## HOW TO COMPLETE THIS TASK:
Among the records below, find each line that includes the string "positive" and copy it.

Items from a dataset
===============

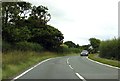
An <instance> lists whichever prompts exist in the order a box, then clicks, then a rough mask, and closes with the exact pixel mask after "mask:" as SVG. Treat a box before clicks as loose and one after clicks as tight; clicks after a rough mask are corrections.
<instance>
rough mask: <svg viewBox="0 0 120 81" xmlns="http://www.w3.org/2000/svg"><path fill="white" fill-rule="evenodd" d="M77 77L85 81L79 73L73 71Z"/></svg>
mask: <svg viewBox="0 0 120 81" xmlns="http://www.w3.org/2000/svg"><path fill="white" fill-rule="evenodd" d="M75 74H76V75H77V76H78V78H79V79H82V81H86V80H85V79H84V78H83V77H82V76H81V75H80V74H79V73H75Z"/></svg>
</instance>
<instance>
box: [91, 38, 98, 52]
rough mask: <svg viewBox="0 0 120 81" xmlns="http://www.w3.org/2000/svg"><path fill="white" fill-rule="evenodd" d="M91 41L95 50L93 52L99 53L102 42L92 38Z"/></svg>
mask: <svg viewBox="0 0 120 81" xmlns="http://www.w3.org/2000/svg"><path fill="white" fill-rule="evenodd" d="M89 41H90V44H91V46H92V48H93V50H92V51H93V53H97V52H98V49H99V45H100V40H99V39H96V38H90V39H89Z"/></svg>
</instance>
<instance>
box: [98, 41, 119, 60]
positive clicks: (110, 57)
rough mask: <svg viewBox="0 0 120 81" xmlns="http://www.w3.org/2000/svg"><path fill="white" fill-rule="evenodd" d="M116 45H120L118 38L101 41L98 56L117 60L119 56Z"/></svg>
mask: <svg viewBox="0 0 120 81" xmlns="http://www.w3.org/2000/svg"><path fill="white" fill-rule="evenodd" d="M118 47H120V39H111V40H107V41H102V42H101V44H100V47H99V50H100V54H99V56H100V57H103V58H109V59H117V60H119V58H118V57H120V52H119V48H118Z"/></svg>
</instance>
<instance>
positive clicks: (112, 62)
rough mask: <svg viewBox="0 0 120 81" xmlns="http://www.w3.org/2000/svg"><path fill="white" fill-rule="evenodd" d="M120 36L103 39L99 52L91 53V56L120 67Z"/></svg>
mask: <svg viewBox="0 0 120 81" xmlns="http://www.w3.org/2000/svg"><path fill="white" fill-rule="evenodd" d="M119 49H120V38H118V39H117V38H114V39H110V40H106V41H101V42H100V45H99V49H98V50H99V53H98V52H96V53H94V54H89V56H88V57H89V58H90V59H92V60H95V61H98V62H101V63H105V64H109V65H112V66H116V67H120V50H119Z"/></svg>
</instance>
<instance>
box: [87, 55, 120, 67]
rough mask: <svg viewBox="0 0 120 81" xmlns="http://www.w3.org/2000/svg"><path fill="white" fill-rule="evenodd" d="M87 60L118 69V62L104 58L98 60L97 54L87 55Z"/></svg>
mask: <svg viewBox="0 0 120 81" xmlns="http://www.w3.org/2000/svg"><path fill="white" fill-rule="evenodd" d="M88 58H90V59H92V60H95V61H98V62H101V63H104V64H108V65H111V66H115V67H119V68H120V61H117V60H111V59H106V58H100V57H99V56H98V54H89V56H88Z"/></svg>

===============

## RESPONSE:
positive clicks: (110, 57)
positive clicks: (112, 62)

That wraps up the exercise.